What you will do: Pick out every line in the entries below that contains the word "forest" and copy each of those lines.

★ ★ ★ ★ ★

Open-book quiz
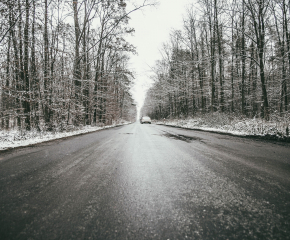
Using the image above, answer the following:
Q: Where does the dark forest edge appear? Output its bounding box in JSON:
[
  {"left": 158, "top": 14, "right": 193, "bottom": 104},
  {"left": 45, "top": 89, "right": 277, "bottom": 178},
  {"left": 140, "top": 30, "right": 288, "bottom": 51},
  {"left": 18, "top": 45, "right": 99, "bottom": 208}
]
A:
[
  {"left": 141, "top": 0, "right": 290, "bottom": 137},
  {"left": 0, "top": 0, "right": 151, "bottom": 132}
]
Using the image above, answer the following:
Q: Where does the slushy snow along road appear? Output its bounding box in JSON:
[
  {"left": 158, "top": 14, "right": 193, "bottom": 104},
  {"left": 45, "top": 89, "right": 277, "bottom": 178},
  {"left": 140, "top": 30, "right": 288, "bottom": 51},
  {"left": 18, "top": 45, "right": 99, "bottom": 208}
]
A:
[{"left": 0, "top": 122, "right": 290, "bottom": 240}]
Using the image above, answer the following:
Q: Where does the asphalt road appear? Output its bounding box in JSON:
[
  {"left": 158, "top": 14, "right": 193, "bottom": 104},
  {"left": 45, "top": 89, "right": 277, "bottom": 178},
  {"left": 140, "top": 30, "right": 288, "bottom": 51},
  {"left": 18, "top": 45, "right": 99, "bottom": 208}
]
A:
[{"left": 0, "top": 123, "right": 290, "bottom": 240}]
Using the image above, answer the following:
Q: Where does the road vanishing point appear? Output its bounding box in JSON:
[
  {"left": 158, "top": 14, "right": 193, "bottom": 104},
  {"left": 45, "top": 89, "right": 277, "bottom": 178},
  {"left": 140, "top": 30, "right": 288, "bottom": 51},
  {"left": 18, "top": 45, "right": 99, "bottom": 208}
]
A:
[{"left": 0, "top": 122, "right": 290, "bottom": 240}]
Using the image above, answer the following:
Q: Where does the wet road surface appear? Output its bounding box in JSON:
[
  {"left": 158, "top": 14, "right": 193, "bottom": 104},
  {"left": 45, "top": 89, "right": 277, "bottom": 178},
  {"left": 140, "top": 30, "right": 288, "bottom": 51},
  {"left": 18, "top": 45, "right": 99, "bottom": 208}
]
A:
[{"left": 0, "top": 123, "right": 290, "bottom": 240}]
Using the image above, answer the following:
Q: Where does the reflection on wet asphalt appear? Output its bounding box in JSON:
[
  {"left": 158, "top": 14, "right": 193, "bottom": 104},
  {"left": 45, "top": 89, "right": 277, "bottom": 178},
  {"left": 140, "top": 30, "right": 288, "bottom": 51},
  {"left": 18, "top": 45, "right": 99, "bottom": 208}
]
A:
[{"left": 0, "top": 123, "right": 290, "bottom": 239}]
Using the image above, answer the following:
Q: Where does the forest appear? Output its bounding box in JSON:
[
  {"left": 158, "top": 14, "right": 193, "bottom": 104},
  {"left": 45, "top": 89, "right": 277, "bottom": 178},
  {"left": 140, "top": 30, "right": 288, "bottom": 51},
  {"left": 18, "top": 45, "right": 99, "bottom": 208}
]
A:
[
  {"left": 0, "top": 0, "right": 147, "bottom": 131},
  {"left": 142, "top": 0, "right": 290, "bottom": 127}
]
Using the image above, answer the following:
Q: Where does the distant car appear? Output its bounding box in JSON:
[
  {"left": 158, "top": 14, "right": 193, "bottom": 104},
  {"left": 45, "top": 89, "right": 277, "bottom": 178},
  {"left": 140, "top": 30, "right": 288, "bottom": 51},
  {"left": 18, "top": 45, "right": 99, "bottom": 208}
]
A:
[{"left": 140, "top": 117, "right": 151, "bottom": 124}]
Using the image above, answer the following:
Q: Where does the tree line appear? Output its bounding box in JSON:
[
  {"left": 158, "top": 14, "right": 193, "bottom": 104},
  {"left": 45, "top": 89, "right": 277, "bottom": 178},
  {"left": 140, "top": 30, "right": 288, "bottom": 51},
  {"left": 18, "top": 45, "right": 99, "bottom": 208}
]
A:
[
  {"left": 143, "top": 0, "right": 290, "bottom": 120},
  {"left": 0, "top": 0, "right": 152, "bottom": 130}
]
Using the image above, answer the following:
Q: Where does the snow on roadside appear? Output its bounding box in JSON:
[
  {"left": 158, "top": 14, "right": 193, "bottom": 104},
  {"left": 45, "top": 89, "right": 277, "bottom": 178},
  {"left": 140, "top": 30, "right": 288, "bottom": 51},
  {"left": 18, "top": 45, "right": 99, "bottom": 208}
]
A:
[
  {"left": 155, "top": 115, "right": 290, "bottom": 139},
  {"left": 0, "top": 121, "right": 130, "bottom": 151}
]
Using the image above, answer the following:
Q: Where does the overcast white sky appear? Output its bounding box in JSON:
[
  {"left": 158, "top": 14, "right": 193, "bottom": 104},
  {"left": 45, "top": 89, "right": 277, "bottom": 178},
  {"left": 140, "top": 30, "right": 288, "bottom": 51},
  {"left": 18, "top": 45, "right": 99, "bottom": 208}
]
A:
[{"left": 127, "top": 0, "right": 196, "bottom": 116}]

★ ★ ★ ★ ★

Reply:
Q: Where does the dark forest edge appear? Output its bounding box in JSON:
Q: Where does the forest appear? Output its bounding box in JSON:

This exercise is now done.